(Selected excerpt)

-----

Mitch Levenberg has published short stories and essays in such publications as Ducts.org, Fiction, The St. Ann’s review, The Delta Review, The Common Review, and others. His fiction has been described His book of stories is entitled Principles of Uncertainty and Other Constants. The poet paul Violi has called him a “master storyteller” whose characters’ are both “heroic and farcical and whose everyday lives turn into an eerie high wire act. The results are unforgettable.” He teaches creative writing at NYU and St. francis College and lives in Brooklyn with his wife, daughter and four dogs. His beloved hamster, Shecky, passed away last summer.
Matthew Flamm started his career writing poems, then got greedy and began writing book reviews. Continuing downhill, he became a journalist. He has written for anyone who would pay him, including the Times, The Nation, the New York Observer and Entertainment Weekly—and for plenty of places that promised to. Since 2004 he has been the media reporter for Crain’s New York Business. His poems have appeared in The New Yorker, Poetry East and Mudfish. He is at work on a novel set in New York in the mid 1990s.
Judith Woodall grew up in rural Wisconsin and found her way to New York by way of Kentucky. She worked as a copywriter for the Louisville Courier-Journal and later as a writer and editor for various entertainment magazines in New York. After a misspent middle age working in the horse business and in an effort to keep off the streets and out of trouble, she has concentrated on writing fiction and recently completed a novel, The Memorial Meeting. Her short story, “What Happened to Gene Autry,” is an excerpt from another novel in progress.

-----

(Extracted entries)
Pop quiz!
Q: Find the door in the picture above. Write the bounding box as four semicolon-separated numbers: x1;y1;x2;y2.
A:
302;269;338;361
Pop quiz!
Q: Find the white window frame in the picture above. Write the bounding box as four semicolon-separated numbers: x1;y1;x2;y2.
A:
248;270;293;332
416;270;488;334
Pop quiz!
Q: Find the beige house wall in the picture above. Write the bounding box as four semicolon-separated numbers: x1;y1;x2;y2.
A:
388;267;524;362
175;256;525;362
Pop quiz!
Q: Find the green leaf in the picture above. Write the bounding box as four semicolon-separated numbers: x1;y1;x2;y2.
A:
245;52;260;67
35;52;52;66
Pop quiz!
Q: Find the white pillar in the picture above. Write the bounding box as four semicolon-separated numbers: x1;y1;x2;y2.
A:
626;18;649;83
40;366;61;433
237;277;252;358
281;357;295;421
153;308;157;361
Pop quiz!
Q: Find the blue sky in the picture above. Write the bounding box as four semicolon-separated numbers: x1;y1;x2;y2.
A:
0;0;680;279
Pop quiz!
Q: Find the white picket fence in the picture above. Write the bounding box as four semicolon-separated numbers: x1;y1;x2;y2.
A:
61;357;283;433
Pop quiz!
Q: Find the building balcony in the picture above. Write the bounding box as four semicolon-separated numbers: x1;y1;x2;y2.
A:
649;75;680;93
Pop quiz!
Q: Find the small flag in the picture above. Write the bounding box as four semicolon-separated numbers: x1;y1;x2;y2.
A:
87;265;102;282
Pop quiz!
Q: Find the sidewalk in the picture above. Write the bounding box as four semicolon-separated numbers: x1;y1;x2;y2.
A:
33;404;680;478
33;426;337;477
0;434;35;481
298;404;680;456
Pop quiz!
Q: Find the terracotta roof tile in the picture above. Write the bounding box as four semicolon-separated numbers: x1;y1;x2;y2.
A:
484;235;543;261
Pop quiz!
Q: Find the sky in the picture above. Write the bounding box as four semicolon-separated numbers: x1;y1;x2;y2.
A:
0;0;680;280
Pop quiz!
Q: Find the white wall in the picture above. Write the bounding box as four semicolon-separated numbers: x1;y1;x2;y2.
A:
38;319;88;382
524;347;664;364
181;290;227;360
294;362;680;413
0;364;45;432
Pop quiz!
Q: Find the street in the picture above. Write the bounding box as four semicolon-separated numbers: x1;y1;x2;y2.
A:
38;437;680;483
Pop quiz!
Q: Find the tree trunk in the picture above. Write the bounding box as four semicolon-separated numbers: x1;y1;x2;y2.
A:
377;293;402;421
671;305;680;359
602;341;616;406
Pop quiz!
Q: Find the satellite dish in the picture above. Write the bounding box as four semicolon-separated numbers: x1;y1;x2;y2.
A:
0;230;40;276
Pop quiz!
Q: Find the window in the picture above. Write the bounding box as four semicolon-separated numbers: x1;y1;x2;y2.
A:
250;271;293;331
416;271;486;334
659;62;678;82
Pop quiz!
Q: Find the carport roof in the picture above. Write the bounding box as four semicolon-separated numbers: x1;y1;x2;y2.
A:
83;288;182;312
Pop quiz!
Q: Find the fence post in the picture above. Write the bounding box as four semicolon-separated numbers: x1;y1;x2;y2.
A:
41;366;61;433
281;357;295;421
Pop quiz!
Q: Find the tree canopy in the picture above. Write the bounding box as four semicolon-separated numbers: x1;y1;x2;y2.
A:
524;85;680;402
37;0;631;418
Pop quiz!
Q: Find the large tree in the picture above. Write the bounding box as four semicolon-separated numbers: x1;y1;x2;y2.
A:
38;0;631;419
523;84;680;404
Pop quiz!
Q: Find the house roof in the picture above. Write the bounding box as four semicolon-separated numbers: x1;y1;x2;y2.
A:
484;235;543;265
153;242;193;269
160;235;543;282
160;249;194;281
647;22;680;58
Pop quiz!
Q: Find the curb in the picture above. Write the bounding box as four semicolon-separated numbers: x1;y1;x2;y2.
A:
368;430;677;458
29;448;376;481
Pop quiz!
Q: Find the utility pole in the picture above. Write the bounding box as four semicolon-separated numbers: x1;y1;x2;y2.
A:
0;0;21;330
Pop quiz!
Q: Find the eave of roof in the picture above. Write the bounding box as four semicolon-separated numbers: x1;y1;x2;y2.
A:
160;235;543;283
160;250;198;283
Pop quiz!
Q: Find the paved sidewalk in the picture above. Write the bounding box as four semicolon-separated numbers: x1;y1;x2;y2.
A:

-----

(Requirement 1) In the author bios, what has Matthew Flamm been doing since 2004?
(Requirement 2) Translate this sentence from the author bios into Spanish: "Judith Woodall grew up in rural Wisconsin and found her way to New York by way of Kentucky."
(Requirement 3) According to the author bios, where have Matthew Flamm's poems appeared? List them all.

(Expected output 1) He has been the media reporter for Crain's New York Business.

(Expected output 2) Judith Woodall creció en la zona rural de Wisconsin y llegó a Nueva York pasando por Kentucky.

(Expected output 3)
The New Yorker
Poetry East
Mudfish